Lower down, in the list of horse-racing victories, we find the following:
The chariot race: Gaius Octavius Pollio, son of Gaius, a Roman, who proclaimed himself a Telmessian.
Telmessos is a local Lycian city. It gets to share in the glory of Pollio’s victory through his expression of allegiance. Presumably it would have honoured Pollio in return. (It’s interesting to see a Roman athlete involved at all here, at a festival in honour of Rome—that’s a sign of how closely Rome was integrated into Greek athletic culture even at quite an early stage in Greco-Roman relations).
It was also common for athletes to be given citizenships in honour of their victories after the event, often by the cities in which those victories were won. Another example, from the second century AD (from Robert, Hellenica VII: 105-13):
Marcus Aurelius Antonius Lucius, citizen of Smyrna and
Athens and Ephesos and Pergamon and Kyzikos and Sardis and
Miletos and Sparta, and citizen and councillor of other cities
having won victories in the contests listed below, the first and only
man to do so [i.e. to achieve this particular combination of victories]: in Smyrna, the great
Hadrianic Olympics, in the men’s and boys’ age categories,
three times in a row, in Athens, the Olympics in the boys’ category…
in Ephesos the Barbilleia in the boys’ category… etc. etc.—with a long list of other victories following.

PROBLEM A: Rewrite the passage on athletes and civic citizenship from "It was also" up to and including "other victories following.", changing "victories" to "wins".
PROBLEM B: Resume the passage on athletes and civic citizenship from the point where it stops.

EXCERPTED DATA:
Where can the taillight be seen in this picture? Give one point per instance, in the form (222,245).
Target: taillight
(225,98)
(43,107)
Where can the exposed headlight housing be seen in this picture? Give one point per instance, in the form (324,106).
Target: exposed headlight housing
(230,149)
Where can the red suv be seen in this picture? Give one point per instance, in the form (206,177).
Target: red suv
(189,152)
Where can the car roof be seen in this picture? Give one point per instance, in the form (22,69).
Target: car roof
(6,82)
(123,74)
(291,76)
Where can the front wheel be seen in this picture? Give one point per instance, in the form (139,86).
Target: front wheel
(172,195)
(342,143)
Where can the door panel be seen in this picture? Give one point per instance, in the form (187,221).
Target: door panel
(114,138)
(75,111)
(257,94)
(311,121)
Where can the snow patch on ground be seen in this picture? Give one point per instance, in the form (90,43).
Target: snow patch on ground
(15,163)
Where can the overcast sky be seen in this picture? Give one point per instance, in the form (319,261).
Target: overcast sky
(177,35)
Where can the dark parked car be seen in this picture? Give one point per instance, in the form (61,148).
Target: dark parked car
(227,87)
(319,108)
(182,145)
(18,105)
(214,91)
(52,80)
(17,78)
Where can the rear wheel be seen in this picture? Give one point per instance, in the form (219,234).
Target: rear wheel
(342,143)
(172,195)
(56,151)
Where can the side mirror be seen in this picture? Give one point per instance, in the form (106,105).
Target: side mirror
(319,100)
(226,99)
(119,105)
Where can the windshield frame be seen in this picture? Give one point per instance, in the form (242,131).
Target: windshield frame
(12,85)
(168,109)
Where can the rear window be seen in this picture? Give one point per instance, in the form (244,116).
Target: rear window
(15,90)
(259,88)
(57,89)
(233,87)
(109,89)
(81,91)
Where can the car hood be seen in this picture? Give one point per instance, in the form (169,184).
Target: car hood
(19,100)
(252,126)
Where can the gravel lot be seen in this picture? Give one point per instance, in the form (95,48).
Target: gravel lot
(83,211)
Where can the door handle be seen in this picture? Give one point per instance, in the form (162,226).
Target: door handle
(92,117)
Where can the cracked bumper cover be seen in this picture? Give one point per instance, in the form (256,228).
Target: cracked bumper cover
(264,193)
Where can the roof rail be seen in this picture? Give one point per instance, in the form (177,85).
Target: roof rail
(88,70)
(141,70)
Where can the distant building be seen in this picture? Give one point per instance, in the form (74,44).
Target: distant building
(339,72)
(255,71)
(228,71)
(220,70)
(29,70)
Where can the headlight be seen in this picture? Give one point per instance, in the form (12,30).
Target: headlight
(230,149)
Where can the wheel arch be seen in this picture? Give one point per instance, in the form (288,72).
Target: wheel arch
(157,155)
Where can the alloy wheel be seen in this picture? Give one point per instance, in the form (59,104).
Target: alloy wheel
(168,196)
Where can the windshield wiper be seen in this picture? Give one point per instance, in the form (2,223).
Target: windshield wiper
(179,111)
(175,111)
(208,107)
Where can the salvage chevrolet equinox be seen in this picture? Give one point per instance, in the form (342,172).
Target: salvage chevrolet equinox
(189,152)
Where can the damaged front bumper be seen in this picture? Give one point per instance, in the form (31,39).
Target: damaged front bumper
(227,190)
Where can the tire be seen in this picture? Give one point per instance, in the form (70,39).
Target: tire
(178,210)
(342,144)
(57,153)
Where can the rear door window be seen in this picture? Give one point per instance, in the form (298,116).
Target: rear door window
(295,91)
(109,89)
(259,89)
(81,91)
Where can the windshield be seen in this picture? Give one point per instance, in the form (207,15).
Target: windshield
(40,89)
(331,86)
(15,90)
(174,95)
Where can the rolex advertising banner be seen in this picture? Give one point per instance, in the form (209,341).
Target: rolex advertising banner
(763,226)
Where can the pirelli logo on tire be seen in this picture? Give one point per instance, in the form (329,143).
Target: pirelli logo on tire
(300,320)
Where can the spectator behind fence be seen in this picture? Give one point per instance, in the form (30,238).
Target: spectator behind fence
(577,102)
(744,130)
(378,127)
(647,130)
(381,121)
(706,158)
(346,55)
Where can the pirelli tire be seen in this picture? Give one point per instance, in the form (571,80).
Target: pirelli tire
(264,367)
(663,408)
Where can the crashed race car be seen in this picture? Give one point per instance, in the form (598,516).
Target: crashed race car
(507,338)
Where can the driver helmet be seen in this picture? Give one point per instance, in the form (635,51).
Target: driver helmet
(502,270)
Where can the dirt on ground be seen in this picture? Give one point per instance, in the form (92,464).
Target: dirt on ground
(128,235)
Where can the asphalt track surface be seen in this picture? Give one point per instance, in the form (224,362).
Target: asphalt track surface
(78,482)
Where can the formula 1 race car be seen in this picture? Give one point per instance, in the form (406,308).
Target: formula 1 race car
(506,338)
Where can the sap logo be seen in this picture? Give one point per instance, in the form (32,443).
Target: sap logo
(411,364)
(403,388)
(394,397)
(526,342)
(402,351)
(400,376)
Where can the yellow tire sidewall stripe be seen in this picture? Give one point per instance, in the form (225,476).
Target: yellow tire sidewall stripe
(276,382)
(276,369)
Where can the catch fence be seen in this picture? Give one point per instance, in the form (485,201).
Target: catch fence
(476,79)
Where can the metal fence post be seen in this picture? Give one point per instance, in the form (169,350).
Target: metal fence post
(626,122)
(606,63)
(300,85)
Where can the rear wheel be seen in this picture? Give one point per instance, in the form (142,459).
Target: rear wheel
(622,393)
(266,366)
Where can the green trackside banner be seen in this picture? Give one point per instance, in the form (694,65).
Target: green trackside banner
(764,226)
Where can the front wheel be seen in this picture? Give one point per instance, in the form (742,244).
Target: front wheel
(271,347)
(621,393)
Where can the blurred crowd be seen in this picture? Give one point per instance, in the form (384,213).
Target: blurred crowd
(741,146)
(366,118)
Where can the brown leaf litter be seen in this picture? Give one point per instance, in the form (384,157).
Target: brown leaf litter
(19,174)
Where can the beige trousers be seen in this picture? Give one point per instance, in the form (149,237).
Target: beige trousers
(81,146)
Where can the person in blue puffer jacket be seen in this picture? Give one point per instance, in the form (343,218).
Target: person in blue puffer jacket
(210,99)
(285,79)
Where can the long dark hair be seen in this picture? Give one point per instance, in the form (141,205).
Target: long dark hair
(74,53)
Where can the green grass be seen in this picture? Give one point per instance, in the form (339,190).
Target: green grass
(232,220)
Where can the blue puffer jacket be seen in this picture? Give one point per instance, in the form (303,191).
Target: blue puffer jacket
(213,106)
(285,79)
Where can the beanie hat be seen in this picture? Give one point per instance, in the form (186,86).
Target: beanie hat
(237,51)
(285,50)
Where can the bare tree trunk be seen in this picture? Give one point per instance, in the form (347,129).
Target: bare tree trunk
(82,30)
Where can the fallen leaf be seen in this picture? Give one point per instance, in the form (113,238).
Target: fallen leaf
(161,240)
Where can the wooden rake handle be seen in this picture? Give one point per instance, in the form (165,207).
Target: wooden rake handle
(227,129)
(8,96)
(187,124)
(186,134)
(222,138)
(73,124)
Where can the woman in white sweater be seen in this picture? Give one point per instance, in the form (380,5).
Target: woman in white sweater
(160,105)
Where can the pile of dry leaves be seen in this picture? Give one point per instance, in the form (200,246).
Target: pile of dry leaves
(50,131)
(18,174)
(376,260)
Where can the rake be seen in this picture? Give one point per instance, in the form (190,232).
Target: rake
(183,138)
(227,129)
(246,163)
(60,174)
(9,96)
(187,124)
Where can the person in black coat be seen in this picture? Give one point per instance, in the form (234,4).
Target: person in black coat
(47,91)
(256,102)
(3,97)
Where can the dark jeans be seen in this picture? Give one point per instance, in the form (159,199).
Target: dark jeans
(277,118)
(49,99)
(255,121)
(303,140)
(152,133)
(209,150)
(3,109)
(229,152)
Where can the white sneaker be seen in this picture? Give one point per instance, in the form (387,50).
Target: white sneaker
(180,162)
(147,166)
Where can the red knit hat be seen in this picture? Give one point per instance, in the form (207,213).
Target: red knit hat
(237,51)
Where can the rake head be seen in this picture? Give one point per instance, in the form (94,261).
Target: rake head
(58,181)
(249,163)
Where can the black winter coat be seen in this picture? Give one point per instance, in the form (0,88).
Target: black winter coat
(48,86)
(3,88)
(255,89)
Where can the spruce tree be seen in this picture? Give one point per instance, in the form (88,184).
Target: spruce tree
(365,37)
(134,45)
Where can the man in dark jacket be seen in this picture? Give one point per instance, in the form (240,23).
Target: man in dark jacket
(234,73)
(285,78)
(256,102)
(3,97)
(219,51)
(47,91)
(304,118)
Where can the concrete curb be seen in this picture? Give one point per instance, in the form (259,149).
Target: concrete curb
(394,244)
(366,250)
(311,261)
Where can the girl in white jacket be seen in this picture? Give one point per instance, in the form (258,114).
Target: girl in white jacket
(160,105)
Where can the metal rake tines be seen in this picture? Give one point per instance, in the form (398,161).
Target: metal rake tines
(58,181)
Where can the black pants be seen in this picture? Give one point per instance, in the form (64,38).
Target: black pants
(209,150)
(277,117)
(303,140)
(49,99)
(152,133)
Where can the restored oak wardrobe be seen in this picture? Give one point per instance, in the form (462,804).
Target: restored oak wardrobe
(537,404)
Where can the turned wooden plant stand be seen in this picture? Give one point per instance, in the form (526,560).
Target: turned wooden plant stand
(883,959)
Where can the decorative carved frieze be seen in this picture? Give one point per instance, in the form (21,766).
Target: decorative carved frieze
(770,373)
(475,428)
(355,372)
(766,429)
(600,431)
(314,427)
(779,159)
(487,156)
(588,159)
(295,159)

TASK OUTPUT A:
It was also common for athletes to be given citizenships in honour of their wins after the event, often by the cities in which those wins were won. Another example, from the second century AD (from Robert, Hellenica VII: 105-13):
Marcus Aurelius Antonius Lucius, citizen of Smyrna and
Athens and Ephesos and Pergamon and Kyzikos and Sardis and
Miletos and Sparta, and citizen and councillor of other cities
having won wins in the contests listed below, the first and only
man to do so [i.e. to achieve this particular combination of wins]: in Smyrna, the great
Hadrianic Olympics, in the men’s and boys’ age categories,
three times in a row, in Athens, the Olympics in the boys’ category…
in Ephesos the Barbilleia in the boys’ category… etc. etc.—with a long list of other wins following.

TASK OUTPUT B:
None of this means that citizenship didn’t matter for ancient athletes—clearly it was enormously important, as it is now, in fact probably a lot more so. The difference is that it’s harder to find idealistic objections to the concept of switching and accumulating citizenships in ancient culture. That difference may be partly just because granting citizenships, as a way of honouring powerful people, was much more common in ancient culture generally than it is for us. Also perhaps because ancient culture was more ready to accept that the pursuit of personal profit and honour was a legitimate goal for sportsmen (as we do also outside the context of Olympic sport). That stands in contrast with the traces of the old amateurist Olympic ideology in Rogge’s complaint: ‘You have those athletes where there is support for them but they go to another country because there is a bigger gain to be made’.